__About this exercise__:
Scan the records below for the line containing "-- sample [54,111]." and the line containing "-- sample [11,80].". Copy both, plus every line between, exactly.

____________

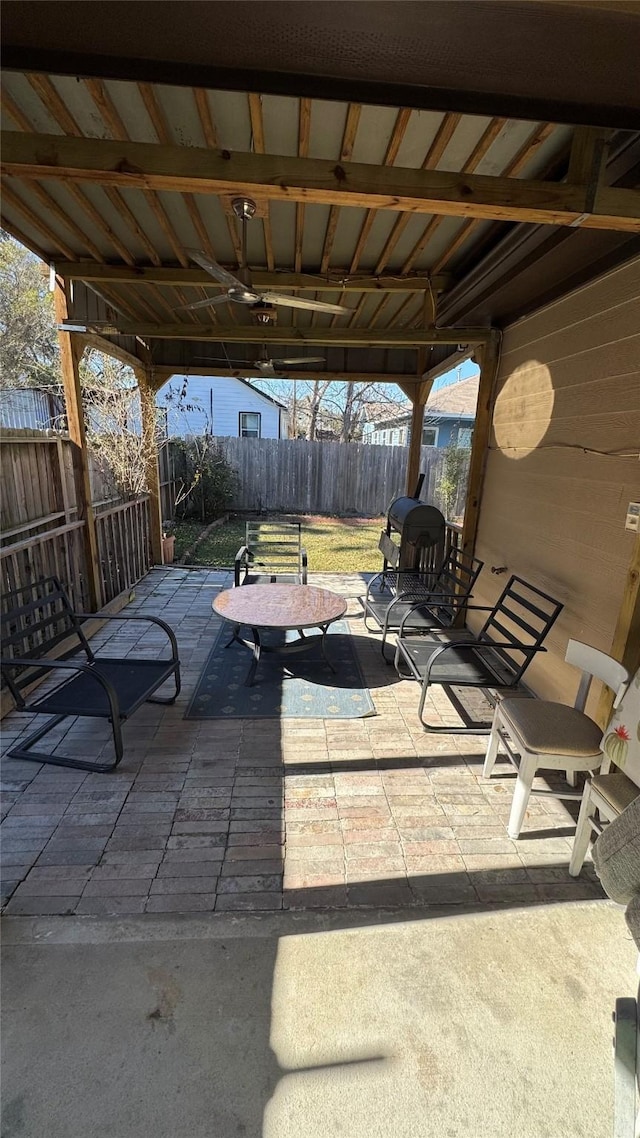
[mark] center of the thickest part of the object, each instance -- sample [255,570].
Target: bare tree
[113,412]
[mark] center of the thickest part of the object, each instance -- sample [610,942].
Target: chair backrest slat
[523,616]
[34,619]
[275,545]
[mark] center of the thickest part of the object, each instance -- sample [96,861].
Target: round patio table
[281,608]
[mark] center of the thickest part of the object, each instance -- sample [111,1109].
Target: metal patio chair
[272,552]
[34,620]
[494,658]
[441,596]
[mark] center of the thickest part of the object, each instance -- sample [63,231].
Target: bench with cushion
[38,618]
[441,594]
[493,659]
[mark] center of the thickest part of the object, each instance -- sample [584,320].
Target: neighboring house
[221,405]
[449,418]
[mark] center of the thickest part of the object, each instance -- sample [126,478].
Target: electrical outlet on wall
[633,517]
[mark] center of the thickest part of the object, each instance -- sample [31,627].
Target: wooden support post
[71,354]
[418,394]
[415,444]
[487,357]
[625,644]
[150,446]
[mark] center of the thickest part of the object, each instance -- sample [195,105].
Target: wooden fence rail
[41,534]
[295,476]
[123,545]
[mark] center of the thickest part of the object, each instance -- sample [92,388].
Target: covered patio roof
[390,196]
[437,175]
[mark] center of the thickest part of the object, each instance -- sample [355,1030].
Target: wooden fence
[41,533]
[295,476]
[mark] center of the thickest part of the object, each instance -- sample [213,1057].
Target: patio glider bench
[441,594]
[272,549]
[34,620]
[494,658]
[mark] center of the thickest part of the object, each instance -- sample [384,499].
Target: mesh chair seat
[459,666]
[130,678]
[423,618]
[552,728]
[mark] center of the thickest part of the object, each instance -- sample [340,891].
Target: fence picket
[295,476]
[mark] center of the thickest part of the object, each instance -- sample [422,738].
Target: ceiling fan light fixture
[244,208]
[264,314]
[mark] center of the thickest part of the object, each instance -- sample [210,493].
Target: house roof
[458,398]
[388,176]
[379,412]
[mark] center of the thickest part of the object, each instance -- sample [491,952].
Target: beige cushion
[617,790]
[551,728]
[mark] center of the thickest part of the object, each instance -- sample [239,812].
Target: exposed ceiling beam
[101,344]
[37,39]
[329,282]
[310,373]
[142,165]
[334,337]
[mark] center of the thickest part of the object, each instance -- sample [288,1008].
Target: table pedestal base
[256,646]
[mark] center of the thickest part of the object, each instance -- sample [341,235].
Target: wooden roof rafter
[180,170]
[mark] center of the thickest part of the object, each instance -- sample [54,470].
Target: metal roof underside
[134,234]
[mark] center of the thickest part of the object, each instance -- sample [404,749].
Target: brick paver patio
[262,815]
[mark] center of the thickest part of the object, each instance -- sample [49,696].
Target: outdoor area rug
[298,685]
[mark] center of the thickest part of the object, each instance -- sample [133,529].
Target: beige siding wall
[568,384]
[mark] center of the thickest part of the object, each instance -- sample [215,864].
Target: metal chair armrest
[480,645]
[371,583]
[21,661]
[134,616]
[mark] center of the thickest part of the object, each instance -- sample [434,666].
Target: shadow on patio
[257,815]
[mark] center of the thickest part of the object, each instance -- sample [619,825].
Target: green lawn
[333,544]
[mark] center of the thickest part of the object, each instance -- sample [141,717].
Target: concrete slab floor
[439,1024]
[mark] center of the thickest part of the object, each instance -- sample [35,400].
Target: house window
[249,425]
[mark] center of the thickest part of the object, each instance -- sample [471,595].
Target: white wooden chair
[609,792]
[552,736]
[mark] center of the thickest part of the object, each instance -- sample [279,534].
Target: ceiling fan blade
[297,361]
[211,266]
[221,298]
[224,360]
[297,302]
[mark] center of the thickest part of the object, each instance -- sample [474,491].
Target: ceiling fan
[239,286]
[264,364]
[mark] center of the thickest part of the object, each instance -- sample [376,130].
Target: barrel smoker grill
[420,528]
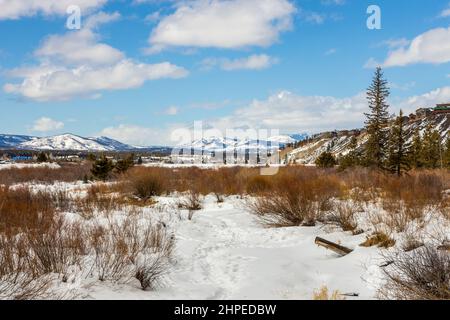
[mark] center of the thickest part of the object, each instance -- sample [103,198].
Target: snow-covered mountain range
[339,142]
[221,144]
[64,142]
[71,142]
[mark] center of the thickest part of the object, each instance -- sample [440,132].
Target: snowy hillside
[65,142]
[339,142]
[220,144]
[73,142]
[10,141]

____________

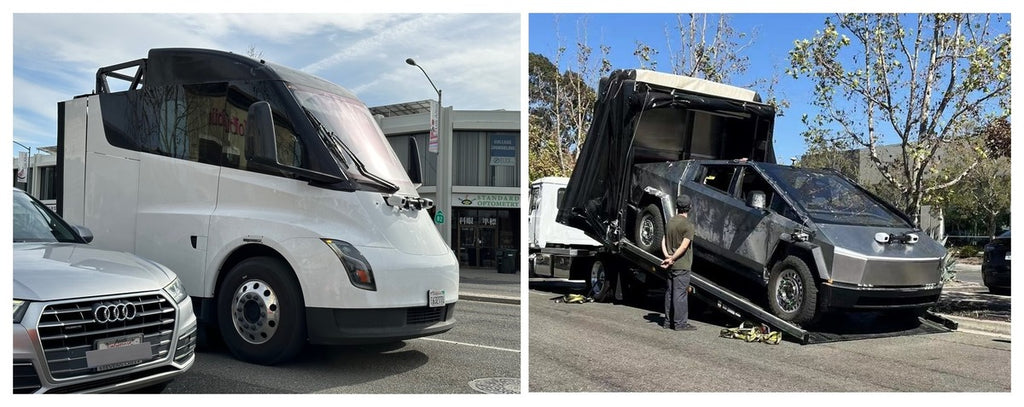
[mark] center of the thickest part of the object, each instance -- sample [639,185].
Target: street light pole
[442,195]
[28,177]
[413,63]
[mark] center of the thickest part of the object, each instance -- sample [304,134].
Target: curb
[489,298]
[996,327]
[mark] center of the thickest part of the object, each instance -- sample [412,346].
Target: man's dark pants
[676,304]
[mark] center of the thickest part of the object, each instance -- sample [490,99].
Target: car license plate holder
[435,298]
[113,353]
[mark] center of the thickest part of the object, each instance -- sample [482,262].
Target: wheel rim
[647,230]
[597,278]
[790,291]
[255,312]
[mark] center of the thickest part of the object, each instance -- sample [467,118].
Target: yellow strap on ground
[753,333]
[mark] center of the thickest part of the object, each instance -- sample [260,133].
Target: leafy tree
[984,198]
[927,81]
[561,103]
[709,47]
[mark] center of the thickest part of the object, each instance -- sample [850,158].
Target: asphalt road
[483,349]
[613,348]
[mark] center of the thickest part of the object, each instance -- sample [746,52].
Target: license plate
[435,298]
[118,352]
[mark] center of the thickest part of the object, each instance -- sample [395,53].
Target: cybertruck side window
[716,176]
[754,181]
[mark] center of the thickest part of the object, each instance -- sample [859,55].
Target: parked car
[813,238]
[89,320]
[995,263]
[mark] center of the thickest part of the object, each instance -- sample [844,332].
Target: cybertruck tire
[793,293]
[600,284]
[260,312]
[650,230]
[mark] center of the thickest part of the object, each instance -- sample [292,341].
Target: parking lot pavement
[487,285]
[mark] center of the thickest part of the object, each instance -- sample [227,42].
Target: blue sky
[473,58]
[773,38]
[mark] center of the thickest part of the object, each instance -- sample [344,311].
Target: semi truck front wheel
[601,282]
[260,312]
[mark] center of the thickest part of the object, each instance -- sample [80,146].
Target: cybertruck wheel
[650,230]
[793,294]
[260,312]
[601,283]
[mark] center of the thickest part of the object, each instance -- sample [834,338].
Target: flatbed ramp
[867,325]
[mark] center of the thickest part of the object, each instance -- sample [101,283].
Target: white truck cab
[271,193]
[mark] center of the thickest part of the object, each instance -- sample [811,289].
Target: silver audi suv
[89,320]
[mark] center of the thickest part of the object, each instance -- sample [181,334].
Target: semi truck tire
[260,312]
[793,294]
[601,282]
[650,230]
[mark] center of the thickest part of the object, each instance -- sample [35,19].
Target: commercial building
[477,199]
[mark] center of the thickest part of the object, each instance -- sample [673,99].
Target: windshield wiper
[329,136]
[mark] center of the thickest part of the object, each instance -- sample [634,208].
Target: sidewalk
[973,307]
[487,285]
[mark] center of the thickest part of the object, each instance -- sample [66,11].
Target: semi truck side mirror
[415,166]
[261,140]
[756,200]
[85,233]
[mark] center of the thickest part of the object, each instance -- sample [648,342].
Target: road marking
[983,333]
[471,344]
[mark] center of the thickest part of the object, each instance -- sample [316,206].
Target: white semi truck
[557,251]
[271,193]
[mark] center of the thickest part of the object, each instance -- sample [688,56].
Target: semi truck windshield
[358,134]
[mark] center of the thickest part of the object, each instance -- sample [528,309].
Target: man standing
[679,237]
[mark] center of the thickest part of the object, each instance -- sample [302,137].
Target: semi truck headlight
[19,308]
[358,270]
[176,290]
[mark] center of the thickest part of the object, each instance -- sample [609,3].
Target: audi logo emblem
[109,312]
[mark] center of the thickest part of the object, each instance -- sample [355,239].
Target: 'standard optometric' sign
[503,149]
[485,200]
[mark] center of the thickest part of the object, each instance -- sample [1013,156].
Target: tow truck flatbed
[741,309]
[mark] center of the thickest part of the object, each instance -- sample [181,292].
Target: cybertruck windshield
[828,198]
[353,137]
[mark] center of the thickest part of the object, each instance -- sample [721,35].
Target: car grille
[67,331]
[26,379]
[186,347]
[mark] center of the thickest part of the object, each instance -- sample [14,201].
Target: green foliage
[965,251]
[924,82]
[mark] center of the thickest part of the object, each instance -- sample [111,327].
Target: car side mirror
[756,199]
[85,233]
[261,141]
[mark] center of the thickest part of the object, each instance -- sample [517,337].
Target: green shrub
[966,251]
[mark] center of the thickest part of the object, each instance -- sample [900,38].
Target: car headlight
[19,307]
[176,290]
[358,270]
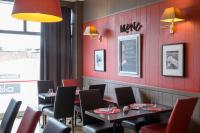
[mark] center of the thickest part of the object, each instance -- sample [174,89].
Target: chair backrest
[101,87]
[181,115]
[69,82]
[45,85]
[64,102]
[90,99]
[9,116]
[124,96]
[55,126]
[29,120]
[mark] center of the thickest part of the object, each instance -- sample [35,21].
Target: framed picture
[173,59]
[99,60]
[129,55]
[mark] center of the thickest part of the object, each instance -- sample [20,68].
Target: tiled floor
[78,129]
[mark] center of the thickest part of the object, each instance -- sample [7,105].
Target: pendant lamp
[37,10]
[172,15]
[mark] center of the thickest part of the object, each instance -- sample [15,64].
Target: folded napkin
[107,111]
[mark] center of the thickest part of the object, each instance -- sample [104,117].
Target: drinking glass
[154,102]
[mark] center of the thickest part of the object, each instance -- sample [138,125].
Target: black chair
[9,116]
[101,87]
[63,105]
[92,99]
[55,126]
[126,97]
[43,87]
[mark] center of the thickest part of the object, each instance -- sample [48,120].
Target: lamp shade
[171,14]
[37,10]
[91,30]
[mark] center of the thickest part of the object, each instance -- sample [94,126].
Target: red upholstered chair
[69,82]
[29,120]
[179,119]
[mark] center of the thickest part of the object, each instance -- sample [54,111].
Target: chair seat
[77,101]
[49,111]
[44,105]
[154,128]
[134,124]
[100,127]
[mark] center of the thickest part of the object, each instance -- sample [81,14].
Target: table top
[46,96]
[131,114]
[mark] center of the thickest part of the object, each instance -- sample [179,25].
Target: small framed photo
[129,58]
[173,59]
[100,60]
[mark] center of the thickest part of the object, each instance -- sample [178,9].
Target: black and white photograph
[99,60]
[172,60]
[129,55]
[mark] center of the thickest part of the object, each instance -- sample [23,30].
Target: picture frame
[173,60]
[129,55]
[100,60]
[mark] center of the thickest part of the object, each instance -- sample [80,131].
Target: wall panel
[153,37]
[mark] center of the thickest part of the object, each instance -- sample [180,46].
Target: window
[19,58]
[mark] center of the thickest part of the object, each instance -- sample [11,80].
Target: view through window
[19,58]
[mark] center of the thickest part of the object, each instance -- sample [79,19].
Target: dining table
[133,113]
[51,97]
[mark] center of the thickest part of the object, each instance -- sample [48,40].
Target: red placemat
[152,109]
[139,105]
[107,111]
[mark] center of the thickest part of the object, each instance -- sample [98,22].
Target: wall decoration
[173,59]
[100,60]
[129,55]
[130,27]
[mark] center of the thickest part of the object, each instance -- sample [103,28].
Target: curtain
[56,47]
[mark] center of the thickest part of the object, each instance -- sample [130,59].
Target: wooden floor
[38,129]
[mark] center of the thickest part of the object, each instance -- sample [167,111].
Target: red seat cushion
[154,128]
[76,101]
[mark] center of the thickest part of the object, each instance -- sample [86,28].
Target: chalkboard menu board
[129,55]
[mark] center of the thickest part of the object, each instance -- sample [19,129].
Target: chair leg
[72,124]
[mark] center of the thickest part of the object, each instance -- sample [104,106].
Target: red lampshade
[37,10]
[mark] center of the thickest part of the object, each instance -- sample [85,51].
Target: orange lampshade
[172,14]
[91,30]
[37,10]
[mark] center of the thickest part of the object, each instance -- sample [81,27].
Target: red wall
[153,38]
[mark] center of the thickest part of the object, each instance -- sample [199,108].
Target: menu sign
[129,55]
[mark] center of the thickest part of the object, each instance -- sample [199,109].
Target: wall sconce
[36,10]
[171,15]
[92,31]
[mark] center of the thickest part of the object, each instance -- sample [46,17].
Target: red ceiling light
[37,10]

____________

__Output of the task__:
[mark] center of the thickest part of the object, each instance -- sample [54,111].
Target: chair seat
[77,101]
[49,111]
[44,105]
[154,128]
[134,124]
[100,127]
[mark] center of the thickest part of the object, each instance -- sample [81,14].
Target: table top
[46,96]
[131,114]
[mark] center of the thickest part of the object, each instance -- sample [179,25].
Target: small framed photo
[129,58]
[173,59]
[100,60]
[mark] center of the thickest part of the object, each instance -- sample [178,9].
Target: black and white photograph
[99,60]
[172,60]
[129,55]
[mark] center of the thickest part of the object, each instance -- sample [23,30].
Target: picture frame
[173,60]
[129,55]
[100,60]
[mark] center of the thickest part of the object, each instance -- sample [80,131].
Target: wall panel
[153,37]
[mark] center of the thickest part of the object, each instance -- sample [180,46].
Target: window
[19,58]
[mark] center of the thickest part of the object, each instance -- sample [11,80].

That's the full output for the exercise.